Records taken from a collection
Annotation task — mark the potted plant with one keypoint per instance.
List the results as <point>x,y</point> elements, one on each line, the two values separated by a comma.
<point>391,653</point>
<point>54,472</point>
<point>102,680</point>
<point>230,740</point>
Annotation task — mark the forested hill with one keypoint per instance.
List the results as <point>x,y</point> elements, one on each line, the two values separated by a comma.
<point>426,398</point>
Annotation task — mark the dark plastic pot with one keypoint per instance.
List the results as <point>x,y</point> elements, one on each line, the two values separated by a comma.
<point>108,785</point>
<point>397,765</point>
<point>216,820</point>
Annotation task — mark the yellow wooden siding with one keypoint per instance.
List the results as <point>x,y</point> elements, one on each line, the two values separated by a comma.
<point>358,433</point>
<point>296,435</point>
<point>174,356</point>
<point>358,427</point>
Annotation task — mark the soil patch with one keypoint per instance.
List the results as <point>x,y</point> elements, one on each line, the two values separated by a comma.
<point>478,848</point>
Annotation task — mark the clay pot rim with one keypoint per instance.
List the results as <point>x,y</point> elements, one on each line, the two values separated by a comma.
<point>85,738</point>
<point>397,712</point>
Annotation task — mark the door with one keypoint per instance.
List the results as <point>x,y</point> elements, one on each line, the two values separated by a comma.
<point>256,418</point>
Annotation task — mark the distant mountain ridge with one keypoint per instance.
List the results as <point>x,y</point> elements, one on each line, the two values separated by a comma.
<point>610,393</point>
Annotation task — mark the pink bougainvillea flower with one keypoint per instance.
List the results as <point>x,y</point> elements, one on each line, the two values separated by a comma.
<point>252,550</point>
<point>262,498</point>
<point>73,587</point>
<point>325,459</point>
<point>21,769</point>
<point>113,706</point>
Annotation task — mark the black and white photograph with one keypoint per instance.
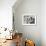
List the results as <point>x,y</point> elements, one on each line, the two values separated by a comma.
<point>29,20</point>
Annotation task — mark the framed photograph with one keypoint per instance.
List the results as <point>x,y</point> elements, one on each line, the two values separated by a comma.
<point>29,19</point>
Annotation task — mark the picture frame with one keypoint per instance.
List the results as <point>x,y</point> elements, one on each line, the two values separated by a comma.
<point>29,19</point>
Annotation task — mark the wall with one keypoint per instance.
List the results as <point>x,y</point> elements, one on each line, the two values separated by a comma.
<point>6,13</point>
<point>32,32</point>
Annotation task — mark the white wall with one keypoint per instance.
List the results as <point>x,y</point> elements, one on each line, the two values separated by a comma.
<point>36,32</point>
<point>6,13</point>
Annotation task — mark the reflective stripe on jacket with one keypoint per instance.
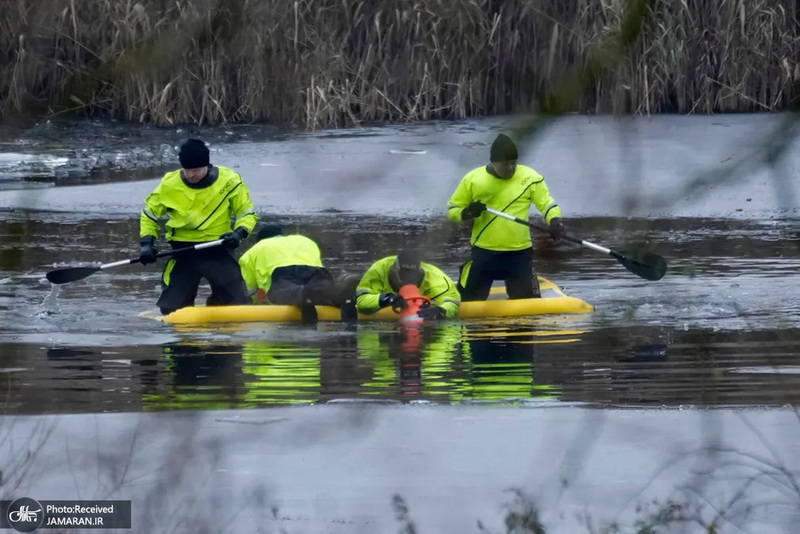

§ Task goal
Rewrite the lines from the one with "Annotation task — mark the dark" to the one with "<point>358,427</point>", counting both, as a Markdown table with the columns No. and Line. Skip any blank lines.

§ Exercise response
| No. | Line |
|---|---|
| 1 | Annotation task — mark the dark plastic pot with one keypoint per instance. |
| 2 | List the results as <point>x,y</point> elements, one on each line, the two values separated by a comma. |
| 3 | <point>108,785</point> |
| 4 | <point>397,765</point> |
| 5 | <point>216,820</point> |
| 6 | Annotation task — mark the yellow wooden siding with one keypoint per instance. |
| 7 | List the results as <point>x,y</point> elements, one on each line, the two values separated by a comma. |
| 8 | <point>358,433</point> |
| 9 | <point>296,435</point> |
| 10 | <point>174,356</point> |
| 11 | <point>358,427</point> |